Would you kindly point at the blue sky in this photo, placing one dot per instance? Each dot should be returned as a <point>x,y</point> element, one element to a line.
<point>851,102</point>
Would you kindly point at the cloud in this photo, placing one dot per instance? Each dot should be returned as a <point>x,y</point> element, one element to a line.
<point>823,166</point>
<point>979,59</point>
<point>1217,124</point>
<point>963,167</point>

▸ Exercise: Would you return, unchanged, the lines from the one containing "Would you kindly point at the cloud" through the end of the entries?

▸ Exercise answer:
Would you kindly point at the cloud in this photo, placing one dot per instance? Each dot should be returned as a <point>x,y</point> element, one element to a line.
<point>823,166</point>
<point>979,59</point>
<point>1217,124</point>
<point>963,167</point>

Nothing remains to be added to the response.